Given request: Leave out the pictures and copy everything else in the entries exactly.

[Dataset items]
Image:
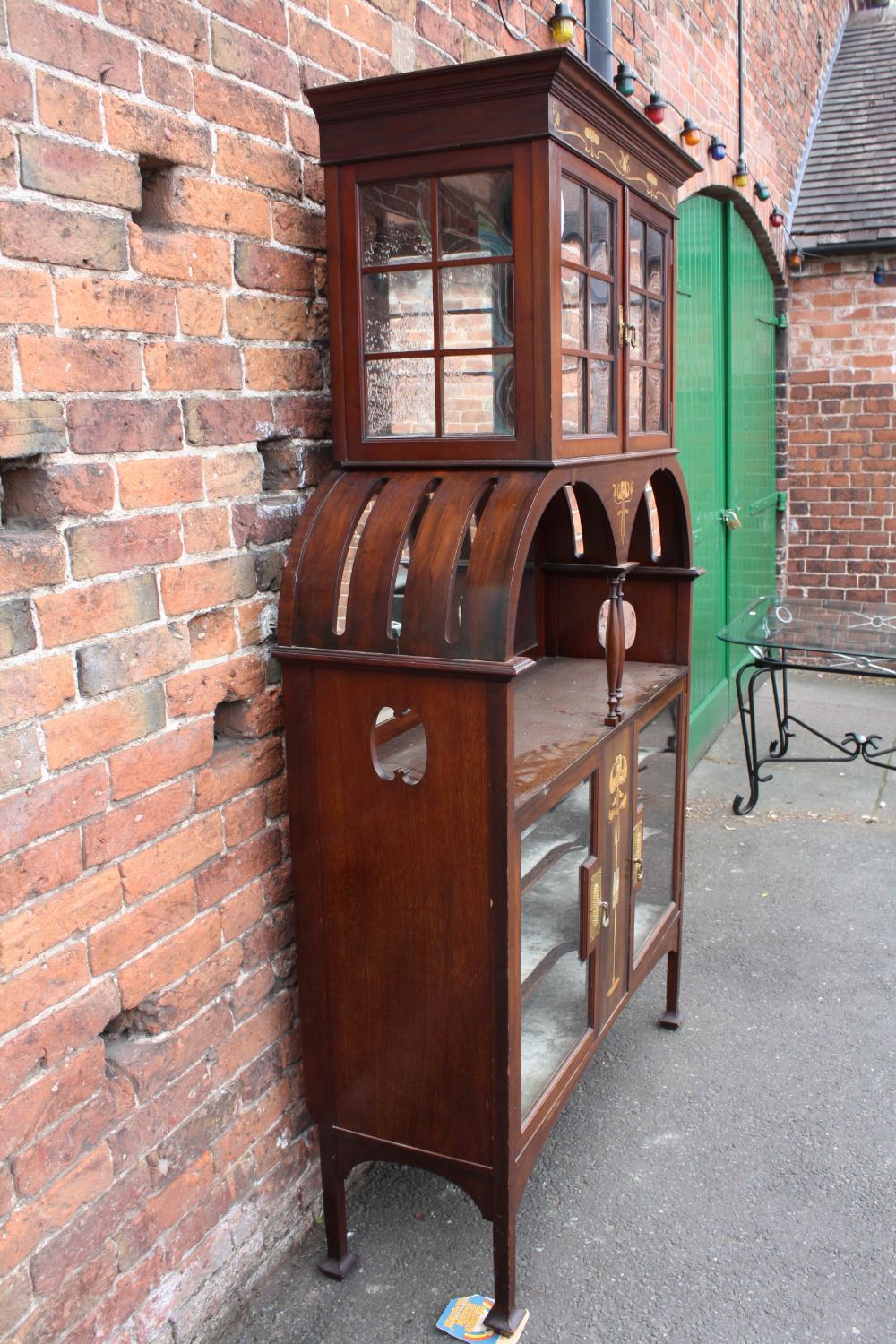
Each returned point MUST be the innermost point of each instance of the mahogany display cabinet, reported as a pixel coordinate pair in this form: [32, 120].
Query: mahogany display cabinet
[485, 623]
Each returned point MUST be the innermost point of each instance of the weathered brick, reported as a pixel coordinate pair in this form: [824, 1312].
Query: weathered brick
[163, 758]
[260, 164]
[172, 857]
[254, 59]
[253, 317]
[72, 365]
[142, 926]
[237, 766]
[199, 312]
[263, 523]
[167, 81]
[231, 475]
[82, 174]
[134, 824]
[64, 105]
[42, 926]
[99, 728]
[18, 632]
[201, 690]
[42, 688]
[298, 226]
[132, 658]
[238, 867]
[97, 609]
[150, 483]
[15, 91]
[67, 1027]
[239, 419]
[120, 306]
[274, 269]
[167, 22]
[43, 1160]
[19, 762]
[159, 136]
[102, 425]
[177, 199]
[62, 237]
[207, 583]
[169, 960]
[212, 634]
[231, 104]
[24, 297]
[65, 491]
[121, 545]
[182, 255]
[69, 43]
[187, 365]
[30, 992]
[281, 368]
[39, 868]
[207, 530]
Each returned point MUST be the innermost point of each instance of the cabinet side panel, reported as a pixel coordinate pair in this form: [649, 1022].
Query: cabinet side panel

Response:
Image:
Each returned point MUST be the innermost point of each instance of the mahogany display cabinet, reported as a pixel coordinate pair in this form: [32, 120].
Query: mahogany display cabinet
[485, 623]
Each returned point MUST be the innermost point of each instance of the weathered brick, reported as a pixel coordinate pair in this form: [824, 1312].
Query: weathered brick
[163, 758]
[260, 164]
[172, 857]
[254, 59]
[253, 317]
[72, 365]
[142, 926]
[237, 766]
[199, 312]
[263, 523]
[167, 81]
[231, 475]
[82, 174]
[134, 824]
[64, 105]
[42, 926]
[99, 728]
[18, 632]
[201, 690]
[42, 688]
[298, 226]
[132, 658]
[238, 867]
[97, 609]
[150, 483]
[15, 91]
[67, 1027]
[239, 419]
[120, 306]
[274, 269]
[167, 22]
[43, 1160]
[19, 762]
[159, 136]
[102, 425]
[177, 199]
[62, 237]
[207, 583]
[169, 960]
[212, 634]
[231, 104]
[24, 297]
[65, 491]
[121, 545]
[182, 255]
[69, 43]
[187, 365]
[30, 992]
[281, 368]
[39, 868]
[207, 530]
Each returned point MUST be the innermost point of each instance of the cabinet side panel, reported as a pixel coordinate pair in this form: [649, 1022].
Query: cabinet side panel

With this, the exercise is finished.